Nowadays, concrete is the most widely used construction material which mainly consists of Portland cement, aggregate and water. For more than 200 years, concrete has been known as a durable and high strength construction material while its formability during its fresh stage results in building different shapes which are otherwise not possible. Due to widespread construction of high-rise buildings, bridges and other concrete structures, there is a growing demand from clients as well as technical requirements for using high-strength concretes in certain applications such as towers.
However, common belief is that more Portland cement should be used for obtaining a higher strength grade. In other words, producing high-strength concrete is synonymous with higher consumption of Portland cement. But, cement production is a high energy-consuming and polluting process to the extent that Portland cement production, on its own, contributes to over 7% of worldwide greenhouse gases (GHG) which is equal to 1.6 billion tonnes of GHGs. On average, production of each tonne of Portland cement results in releasing one tonne of CO₂. Current average consumption of concrete is about one tonne per year per every living human being. Because of large consumption of concrete and Portland cement as well as its energy-consuming and polluting production process, even small reductions in greenhouse gas emissions per tonne of manufactured concrete can make a significant and positive global impact.

**RECORDS SUPPLIED:**

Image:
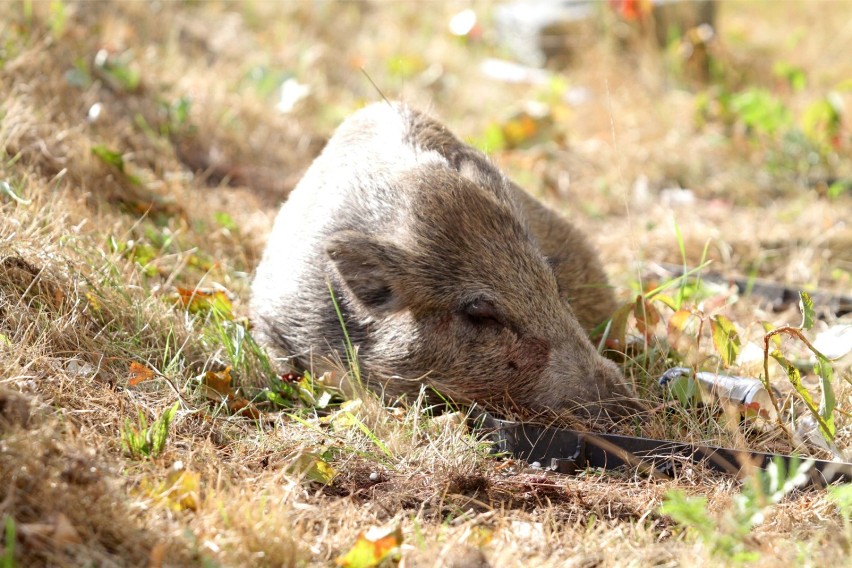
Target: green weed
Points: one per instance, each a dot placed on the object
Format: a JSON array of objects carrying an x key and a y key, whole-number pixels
[
  {"x": 725, "y": 534},
  {"x": 142, "y": 441},
  {"x": 7, "y": 560},
  {"x": 824, "y": 412}
]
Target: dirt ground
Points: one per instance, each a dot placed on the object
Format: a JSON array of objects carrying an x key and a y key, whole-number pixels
[{"x": 144, "y": 150}]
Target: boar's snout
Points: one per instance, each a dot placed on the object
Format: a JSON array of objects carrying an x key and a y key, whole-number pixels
[{"x": 582, "y": 381}]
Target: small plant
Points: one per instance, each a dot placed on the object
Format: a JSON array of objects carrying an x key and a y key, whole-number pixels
[
  {"x": 725, "y": 535},
  {"x": 142, "y": 441},
  {"x": 351, "y": 351},
  {"x": 824, "y": 411}
]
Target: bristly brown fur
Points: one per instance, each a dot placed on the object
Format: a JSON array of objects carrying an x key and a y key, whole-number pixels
[{"x": 412, "y": 227}]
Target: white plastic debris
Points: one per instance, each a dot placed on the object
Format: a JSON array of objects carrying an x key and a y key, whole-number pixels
[
  {"x": 292, "y": 91},
  {"x": 463, "y": 23}
]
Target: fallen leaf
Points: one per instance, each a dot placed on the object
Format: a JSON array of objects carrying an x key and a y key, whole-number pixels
[
  {"x": 217, "y": 384},
  {"x": 372, "y": 547},
  {"x": 157, "y": 555},
  {"x": 139, "y": 373},
  {"x": 180, "y": 490}
]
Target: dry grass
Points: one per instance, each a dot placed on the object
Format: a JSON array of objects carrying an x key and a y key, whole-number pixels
[{"x": 91, "y": 258}]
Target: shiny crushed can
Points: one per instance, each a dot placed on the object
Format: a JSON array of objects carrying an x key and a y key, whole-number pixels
[{"x": 748, "y": 395}]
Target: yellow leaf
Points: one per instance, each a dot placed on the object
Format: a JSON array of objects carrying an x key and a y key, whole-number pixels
[
  {"x": 312, "y": 468},
  {"x": 139, "y": 373},
  {"x": 179, "y": 491},
  {"x": 372, "y": 547}
]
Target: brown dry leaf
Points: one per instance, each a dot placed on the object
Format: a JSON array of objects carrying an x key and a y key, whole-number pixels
[
  {"x": 157, "y": 555},
  {"x": 64, "y": 532},
  {"x": 59, "y": 530},
  {"x": 372, "y": 547},
  {"x": 140, "y": 373},
  {"x": 217, "y": 384},
  {"x": 244, "y": 407},
  {"x": 646, "y": 316}
]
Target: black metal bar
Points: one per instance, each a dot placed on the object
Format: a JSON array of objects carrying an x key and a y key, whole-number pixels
[{"x": 569, "y": 451}]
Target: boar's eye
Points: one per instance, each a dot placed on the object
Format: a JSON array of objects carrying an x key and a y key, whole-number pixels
[{"x": 482, "y": 312}]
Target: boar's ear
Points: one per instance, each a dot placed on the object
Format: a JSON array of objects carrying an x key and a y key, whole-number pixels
[{"x": 369, "y": 267}]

**EXERCISE REQUIREMENTS:**
Extend the passage on concrete and Portland cement emissions, starting after its final sentence. The lines are separate material.

**ANSWER BELOW:**
Recent research shows that Portland cement and coarse aggregates have the highest environmental impacts and greenhouse gas emissions. Therefore, any attempt to make concrete more sustainable should firstly focus on these two materials.
On the other hand, using traditional materials such as natural limestone aggregate for producing concrete causes many environmental problems and such procedures are critically under scrutiny in terms of sustainability because it is not possible to renew these natural sources. Therefore, new procedures must be developed to use alternative raw materials for producing concrete.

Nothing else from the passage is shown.